* _EXERCISE OBJECTIVE_: From the listing that follows, extract every line and set it down unaltered.

[Records of labeled points]
###

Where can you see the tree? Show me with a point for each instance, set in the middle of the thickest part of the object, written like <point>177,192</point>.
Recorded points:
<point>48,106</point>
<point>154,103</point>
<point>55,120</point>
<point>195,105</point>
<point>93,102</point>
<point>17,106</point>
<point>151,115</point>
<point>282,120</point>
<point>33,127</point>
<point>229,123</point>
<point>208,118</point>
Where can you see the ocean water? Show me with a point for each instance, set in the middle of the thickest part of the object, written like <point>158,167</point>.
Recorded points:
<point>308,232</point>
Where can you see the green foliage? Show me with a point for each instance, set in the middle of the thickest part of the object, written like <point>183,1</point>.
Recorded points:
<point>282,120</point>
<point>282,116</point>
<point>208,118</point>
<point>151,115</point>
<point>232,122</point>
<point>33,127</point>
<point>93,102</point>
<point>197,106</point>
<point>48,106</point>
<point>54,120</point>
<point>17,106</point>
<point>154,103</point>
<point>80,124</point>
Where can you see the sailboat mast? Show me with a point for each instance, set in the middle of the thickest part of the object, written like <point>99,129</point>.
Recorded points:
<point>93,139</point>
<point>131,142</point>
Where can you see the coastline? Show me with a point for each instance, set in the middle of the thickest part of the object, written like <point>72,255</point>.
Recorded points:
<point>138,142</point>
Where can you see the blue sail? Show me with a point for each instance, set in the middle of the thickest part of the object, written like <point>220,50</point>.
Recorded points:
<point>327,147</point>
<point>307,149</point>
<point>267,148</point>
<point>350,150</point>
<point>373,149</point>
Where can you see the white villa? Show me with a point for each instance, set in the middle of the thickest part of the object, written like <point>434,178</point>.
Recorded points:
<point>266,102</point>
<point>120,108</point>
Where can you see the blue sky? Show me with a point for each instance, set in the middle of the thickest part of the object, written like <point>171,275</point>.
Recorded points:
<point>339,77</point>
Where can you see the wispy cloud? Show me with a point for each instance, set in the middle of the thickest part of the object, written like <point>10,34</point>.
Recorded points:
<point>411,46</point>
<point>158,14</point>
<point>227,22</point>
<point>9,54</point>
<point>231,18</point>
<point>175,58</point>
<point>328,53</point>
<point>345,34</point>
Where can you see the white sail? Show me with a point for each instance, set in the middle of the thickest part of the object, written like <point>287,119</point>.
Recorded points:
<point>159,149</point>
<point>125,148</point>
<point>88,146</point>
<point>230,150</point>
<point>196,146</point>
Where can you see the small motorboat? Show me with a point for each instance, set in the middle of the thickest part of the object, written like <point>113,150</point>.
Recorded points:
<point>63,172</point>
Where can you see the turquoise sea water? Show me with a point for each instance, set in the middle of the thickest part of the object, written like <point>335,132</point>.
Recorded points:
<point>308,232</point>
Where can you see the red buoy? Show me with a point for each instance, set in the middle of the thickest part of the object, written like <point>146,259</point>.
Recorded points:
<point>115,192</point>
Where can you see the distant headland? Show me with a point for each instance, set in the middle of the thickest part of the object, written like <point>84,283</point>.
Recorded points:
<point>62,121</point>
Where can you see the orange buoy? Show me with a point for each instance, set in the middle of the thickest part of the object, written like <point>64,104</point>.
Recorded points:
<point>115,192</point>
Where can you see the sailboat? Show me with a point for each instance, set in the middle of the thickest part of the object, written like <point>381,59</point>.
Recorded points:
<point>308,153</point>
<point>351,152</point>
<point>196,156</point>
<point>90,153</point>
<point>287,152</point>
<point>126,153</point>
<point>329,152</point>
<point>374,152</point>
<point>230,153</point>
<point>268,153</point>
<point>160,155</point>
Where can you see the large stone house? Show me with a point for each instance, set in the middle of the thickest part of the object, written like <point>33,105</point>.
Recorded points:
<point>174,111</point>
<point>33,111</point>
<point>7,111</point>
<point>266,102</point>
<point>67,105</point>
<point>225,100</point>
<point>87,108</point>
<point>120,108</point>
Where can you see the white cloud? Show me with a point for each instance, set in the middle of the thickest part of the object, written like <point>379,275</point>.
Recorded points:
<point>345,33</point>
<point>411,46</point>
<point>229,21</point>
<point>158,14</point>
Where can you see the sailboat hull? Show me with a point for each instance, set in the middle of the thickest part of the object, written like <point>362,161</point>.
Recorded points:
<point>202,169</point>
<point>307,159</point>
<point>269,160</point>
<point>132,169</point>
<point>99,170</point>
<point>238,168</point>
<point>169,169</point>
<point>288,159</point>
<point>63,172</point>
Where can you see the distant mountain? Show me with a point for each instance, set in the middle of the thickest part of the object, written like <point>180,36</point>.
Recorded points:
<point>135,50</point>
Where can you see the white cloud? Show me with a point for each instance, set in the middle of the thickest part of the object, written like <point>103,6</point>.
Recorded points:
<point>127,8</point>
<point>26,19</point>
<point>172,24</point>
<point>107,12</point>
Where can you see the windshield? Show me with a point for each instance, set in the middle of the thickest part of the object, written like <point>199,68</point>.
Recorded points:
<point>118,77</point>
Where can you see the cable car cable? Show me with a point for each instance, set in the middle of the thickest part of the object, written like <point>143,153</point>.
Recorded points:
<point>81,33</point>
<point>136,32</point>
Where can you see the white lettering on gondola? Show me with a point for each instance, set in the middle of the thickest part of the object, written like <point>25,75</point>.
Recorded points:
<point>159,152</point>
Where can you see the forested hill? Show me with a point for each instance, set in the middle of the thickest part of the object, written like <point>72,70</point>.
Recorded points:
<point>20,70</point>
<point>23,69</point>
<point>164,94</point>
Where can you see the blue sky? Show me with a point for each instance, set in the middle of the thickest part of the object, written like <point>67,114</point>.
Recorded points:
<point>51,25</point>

###

* _EXERCISE ANSWER_:
Where can you see the tree? Show me with a point for each instance, set in the middle of the thickest part of the object, written like <point>177,192</point>.
Recorded points:
<point>48,106</point>
<point>154,103</point>
<point>55,120</point>
<point>195,105</point>
<point>93,102</point>
<point>17,106</point>
<point>151,115</point>
<point>282,120</point>
<point>33,127</point>
<point>229,123</point>
<point>208,118</point>
Where can you see the ocean water? Show me with a point for each instance, set in the middle of the thickest part of the object, written like <point>158,167</point>.
Recorded points:
<point>308,232</point>
Where can you see the green foliage? Show me with a point for each instance, set in the middle of the thickest part of the object, written like <point>183,1</point>.
Recorded points:
<point>282,120</point>
<point>282,116</point>
<point>208,118</point>
<point>151,115</point>
<point>232,122</point>
<point>33,127</point>
<point>93,102</point>
<point>197,106</point>
<point>48,106</point>
<point>54,120</point>
<point>17,106</point>
<point>154,103</point>
<point>80,124</point>
Where can you see the sailboat mast? Show me with a point for each instance, set in the middle of the thickest part of the object, written like <point>99,129</point>.
Recorded points:
<point>93,139</point>
<point>131,142</point>
Where can you see the coastline? Show me with a point for each instance, set in the middle of the thickest part of the object, written like <point>72,255</point>.
Recorded points:
<point>138,142</point>
Where can you see the blue sail? Show me with a point for each instance, set in the middle of the thickest part of the object, written like <point>220,50</point>.
Recorded points:
<point>327,147</point>
<point>307,149</point>
<point>267,148</point>
<point>350,150</point>
<point>373,149</point>
Where can you see the white villa? Show me with a point for each instance, set in the middle of the thickest part of the object, written like <point>434,178</point>.
Recorded points:
<point>266,102</point>
<point>120,108</point>
Where can you see the blue sky? Show me with a point for each instance, set in the middle of the thickest part of the object, written like <point>171,275</point>.
Recorded points:
<point>339,77</point>
Where can you see the wispy cloud? Show me with a point for each instance, set in the middle of the thickest part of the object, written like <point>10,34</point>.
Recorded points:
<point>411,46</point>
<point>158,14</point>
<point>227,22</point>
<point>9,54</point>
<point>231,18</point>
<point>175,58</point>
<point>328,53</point>
<point>345,34</point>
Where can you see the white sail? Show me with a point for each instance, set in the middle of the thickest part of the object, written like <point>287,119</point>.
Recorded points:
<point>159,149</point>
<point>125,148</point>
<point>88,146</point>
<point>230,150</point>
<point>196,146</point>
Where can you see the small motorboat? Show me with a point for each instance, set in the middle of the thickest part of the object, written like <point>113,150</point>.
Recorded points:
<point>63,172</point>
Where can you see the turquoise sea water? Show me with a point for each instance, set in the middle of the thickest part of the object, written like <point>335,132</point>.
Recorded points:
<point>308,232</point>
Where can you see the red buoy? Show me with a point for each instance, set in the middle of the thickest part of the object, written like <point>146,259</point>.
Recorded points:
<point>115,192</point>
Where can you see the distant headland? Show me with a point for each instance, set in the middle of the thickest part of the object, written like <point>84,283</point>.
Recorded points:
<point>62,121</point>
Where can you see the orange buoy? Show me with a point for each instance, set in the middle of the thickest part of the object, written like <point>64,104</point>.
Recorded points:
<point>115,192</point>
Where can you see the sailboat? Show me with a point for each instance, set in the middle of the thickest part of the object, written like <point>381,59</point>.
Recorded points:
<point>308,153</point>
<point>351,152</point>
<point>196,156</point>
<point>90,153</point>
<point>287,152</point>
<point>126,153</point>
<point>329,152</point>
<point>374,152</point>
<point>230,153</point>
<point>268,153</point>
<point>160,155</point>
Where can you see the large stone house? Show me with a point for each instance, set in the middle of the thickest part of the object, written like <point>33,105</point>.
Recorded points:
<point>174,111</point>
<point>33,111</point>
<point>7,111</point>
<point>266,102</point>
<point>67,105</point>
<point>225,100</point>
<point>87,108</point>
<point>120,108</point>
Where can you see the white cloud? Show me with a point for each instance, set in the middle of the thickest part of the object, written like <point>379,275</point>.
Recorded points:
<point>345,33</point>
<point>411,46</point>
<point>229,21</point>
<point>158,14</point>
Where can you see the sailboat hull? Show me with a point for each instance, set in the middle of the thickest part of the object, written like <point>362,161</point>.
Recorded points:
<point>202,169</point>
<point>307,159</point>
<point>269,160</point>
<point>132,169</point>
<point>99,170</point>
<point>238,168</point>
<point>169,169</point>
<point>288,159</point>
<point>63,172</point>
Where can you see the distant mountain? Show me with a point for each instance, set in the middle of the thickest part of the object, written like <point>180,36</point>.
Recorded points:
<point>135,50</point>
Where can you see the white cloud? Show me with a point for each instance, set in the middle of the thickest part of the object, written like <point>103,6</point>.
Recorded points:
<point>127,8</point>
<point>26,19</point>
<point>172,24</point>
<point>107,12</point>
Where can you see the windshield? Show me with a point for each instance, set in the middle of the thickest part of the object, written like <point>199,68</point>.
Recorded points:
<point>118,77</point>
Where can you see the cable car cable? Show me with a point for each instance, set in the middle of the thickest part of the object, written like <point>143,153</point>.
Recorded points:
<point>81,33</point>
<point>136,32</point>
Where can you see the white lettering on gondola? Show me with a point for each instance, set in the middle of the thickest part of the object, written like <point>25,75</point>.
Recorded points:
<point>159,152</point>
Where can you see the forested hill? Show me with a point for each instance, set in the middle of the thickest part of the object, written like <point>72,70</point>.
Recorded points:
<point>20,70</point>
<point>23,69</point>
<point>164,94</point>
Where can you see the blue sky? Show me with a point for each instance, set in the middle of the thickest part of the object, written like <point>67,114</point>.
Recorded points:
<point>51,25</point>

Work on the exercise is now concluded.